#### Consigne:
Recopiez mot pour mot le passage de l'article sur le don d'organes qui va de « Pour une raison » jusqu'à « se faire connaître. » inclus.

#### Extrait choisi:
Don d’organes : vers une nationalisation des corps ?


 
 
Le 13/04/2015
 
L’État peut-il annexer mes cellules et dépouiller mon anatomie par effraction au prétexte que je n’ai pas manifesté mon désaccord ?
 
Peut-on disposer d’un cadavre comme d’une vieille guimbarde qu’on amènerait à la casse pour la désosser et récupérer les pièces en bon état ?
 C’est un peu l’impression que donne l’amendement voté vendredi 10 avril par l’Assemblée nationale dans le cadre de la loi Santé.
 Celui-ci prévoit que le don d’organes des patients décédés (sauf mineurs) est désormais présumé consenti s’ils ne s’y étaient pas opposés au préalable.
 Jusqu’alors, le choix revenait aux familles qui, déjà sous le choc du deuil, devaient en plus décider dans l’urgence de laisser – ou pas – prélever les organes du défunt, souvent sans savoir ce qu’il aurait souhaité.
Environ le tiers d’entre elles refusent, alors que, paradoxalement, 80 % des Français sondés seraient favorables au don d’organes.
Pourquoi est-il de plus en plus difficile, dans une société à la pointe de la biotechnologie, de la recherche scientifique, de parler de la mort ?
 Sans doute parce qu’elle repousse sans cesse l’échéance et nous donne l’illusion d’être invulnérables.
 Il serait, pourtant, si simple d’aborder le sujet avec ses proches ou son médecin référent quand on est jeune et bien portant.

 Et pourquoi ne pas mentionner, dans sa carte Vitale, ses directives anticipées ou son accord pour le don d’organes ?

 Pour une raison obscure, l’Assemblée a rejeté cette éventualité, préférant comme de coutume légiférer et complexifier le débat.
Le principal moyen de s’opposer au prélèvement automatique sera de le signaler au très méconnu Registre national des refus de dons d’organes, qui ne compte actuellement que 100.000 inscrits.
Il eût été plus opportun d’adopter la logique inverse en incitant les donneurs volontaires à se faire connaître.
En France, près de 19.000 patients sont dans l’attente d’une greffe.
Ils ne peuvent que se réjouir de cette disposition qui ne manquera pas de sauver des vies.
 Du côté des médecins et infirmiers, en revanche, l’accueil est des plus désapprobateurs : une pétition a été adressée à Marisol Touraine.

Le professeur Claude Ecoffey, président de la Société française d’anesthésie et de réanimation, parle même de « nationalisation des corps » et s’inquiète des conflits potentiels entre le personnel soignant et les familles, qui devront se résigner, impuissantes, au dépeçage en règle de leur cher disparu à peine refroidi.

#### Données sources:
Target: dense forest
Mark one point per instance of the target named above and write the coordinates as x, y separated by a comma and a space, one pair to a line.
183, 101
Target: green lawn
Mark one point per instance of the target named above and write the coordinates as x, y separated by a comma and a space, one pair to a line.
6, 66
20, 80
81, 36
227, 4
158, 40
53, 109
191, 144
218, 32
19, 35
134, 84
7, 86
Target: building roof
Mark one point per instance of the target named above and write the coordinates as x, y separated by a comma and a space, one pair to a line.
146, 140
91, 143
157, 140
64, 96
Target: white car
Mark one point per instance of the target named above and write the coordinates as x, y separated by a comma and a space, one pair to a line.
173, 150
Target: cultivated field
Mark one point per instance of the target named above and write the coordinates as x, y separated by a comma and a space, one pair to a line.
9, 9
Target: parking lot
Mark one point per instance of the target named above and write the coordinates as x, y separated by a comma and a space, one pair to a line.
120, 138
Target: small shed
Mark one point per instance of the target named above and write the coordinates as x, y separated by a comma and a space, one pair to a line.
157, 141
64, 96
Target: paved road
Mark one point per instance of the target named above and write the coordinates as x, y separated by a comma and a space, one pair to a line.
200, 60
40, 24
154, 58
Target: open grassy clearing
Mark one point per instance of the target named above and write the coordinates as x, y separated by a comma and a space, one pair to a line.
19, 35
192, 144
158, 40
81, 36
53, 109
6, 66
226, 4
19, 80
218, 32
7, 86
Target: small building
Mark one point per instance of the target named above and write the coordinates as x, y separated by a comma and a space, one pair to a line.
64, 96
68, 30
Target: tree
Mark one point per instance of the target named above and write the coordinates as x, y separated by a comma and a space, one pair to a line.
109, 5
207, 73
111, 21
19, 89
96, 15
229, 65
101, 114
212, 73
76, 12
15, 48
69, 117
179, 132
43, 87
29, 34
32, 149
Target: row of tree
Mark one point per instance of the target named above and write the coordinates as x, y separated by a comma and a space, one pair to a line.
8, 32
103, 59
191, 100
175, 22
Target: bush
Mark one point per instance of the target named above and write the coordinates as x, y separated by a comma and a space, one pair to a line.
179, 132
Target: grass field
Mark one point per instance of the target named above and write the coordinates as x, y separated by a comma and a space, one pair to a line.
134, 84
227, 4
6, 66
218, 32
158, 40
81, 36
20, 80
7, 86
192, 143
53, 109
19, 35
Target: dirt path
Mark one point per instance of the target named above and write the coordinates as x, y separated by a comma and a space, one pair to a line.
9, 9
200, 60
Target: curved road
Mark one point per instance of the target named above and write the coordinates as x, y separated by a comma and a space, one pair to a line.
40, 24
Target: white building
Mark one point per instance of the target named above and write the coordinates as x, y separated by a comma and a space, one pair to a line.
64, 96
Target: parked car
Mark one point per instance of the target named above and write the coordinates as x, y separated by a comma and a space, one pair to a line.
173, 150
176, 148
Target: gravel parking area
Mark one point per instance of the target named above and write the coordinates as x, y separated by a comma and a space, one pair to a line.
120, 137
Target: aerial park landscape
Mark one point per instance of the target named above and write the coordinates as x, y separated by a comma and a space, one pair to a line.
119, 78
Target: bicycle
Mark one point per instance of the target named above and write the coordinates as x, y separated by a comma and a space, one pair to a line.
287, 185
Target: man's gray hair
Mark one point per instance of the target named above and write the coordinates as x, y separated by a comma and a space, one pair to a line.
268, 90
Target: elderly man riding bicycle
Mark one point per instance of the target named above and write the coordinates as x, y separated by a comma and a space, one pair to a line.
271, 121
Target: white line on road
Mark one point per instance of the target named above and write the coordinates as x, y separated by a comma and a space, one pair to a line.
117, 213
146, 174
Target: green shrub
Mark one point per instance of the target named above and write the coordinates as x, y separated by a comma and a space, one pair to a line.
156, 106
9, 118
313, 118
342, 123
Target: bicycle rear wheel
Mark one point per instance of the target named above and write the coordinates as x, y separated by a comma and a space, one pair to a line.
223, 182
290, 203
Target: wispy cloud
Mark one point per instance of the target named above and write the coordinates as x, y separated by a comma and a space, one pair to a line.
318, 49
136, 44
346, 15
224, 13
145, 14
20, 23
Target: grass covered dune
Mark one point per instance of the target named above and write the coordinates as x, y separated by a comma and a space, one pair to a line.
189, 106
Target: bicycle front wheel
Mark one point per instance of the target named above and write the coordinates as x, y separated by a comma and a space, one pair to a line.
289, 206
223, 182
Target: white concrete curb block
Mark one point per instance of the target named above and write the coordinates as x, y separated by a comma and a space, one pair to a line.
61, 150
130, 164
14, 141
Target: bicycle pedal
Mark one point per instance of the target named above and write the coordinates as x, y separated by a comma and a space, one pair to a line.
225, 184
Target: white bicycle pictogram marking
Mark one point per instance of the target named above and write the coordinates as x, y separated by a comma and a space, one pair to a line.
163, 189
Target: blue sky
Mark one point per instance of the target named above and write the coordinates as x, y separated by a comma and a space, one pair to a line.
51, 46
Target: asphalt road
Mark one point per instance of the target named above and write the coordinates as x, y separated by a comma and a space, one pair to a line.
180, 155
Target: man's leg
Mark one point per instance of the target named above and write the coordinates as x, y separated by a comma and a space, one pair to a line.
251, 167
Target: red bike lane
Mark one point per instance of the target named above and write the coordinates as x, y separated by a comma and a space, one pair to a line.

#### Réponse:
Pour une raison obscure, l’Assemblée a rejeté cette éventualité, préférant comme de coutume légiférer et complexifier le débat.
Le principal moyen de s’opposer au prélèvement automatique sera de le signaler au très méconnu Registre national des refus de dons d’organes, qui ne compte actuellement que 100.000 inscrits.
Il eût été plus opportun d’adopter la logique inverse en incitant les donneurs volontaires à se faire connaître.